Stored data

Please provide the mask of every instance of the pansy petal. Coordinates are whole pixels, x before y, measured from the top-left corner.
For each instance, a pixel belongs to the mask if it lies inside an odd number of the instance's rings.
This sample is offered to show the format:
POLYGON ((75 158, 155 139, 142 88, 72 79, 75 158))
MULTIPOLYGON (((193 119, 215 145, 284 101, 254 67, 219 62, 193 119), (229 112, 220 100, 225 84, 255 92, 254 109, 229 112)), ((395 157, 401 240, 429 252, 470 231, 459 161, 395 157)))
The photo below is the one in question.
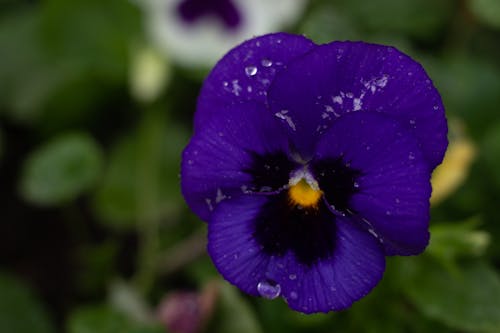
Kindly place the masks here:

### EXERCISE
Keep every word of the data as it is when you write it out, but drop the pictures.

### EXERCISE RESPONSE
Please provide the mask of every instance of the pansy petal. Coordinates are whole pixels, x before y, measured from the top-left corner.
For each instance, a pixel belongs to the mask if it lies inside an odd number of the instance's rings.
This sample is offered to show the format:
POLYGON ((75 158, 155 139, 142 88, 72 79, 75 158))
MULTIPOLYGON (((193 119, 215 145, 284 101, 254 67, 219 62, 193 119), (229 112, 220 100, 225 84, 255 92, 254 109, 229 112)), ((395 157, 401 240, 429 252, 470 231, 459 161, 395 157)))
The photo below is the one in question.
Kindly place the masks here:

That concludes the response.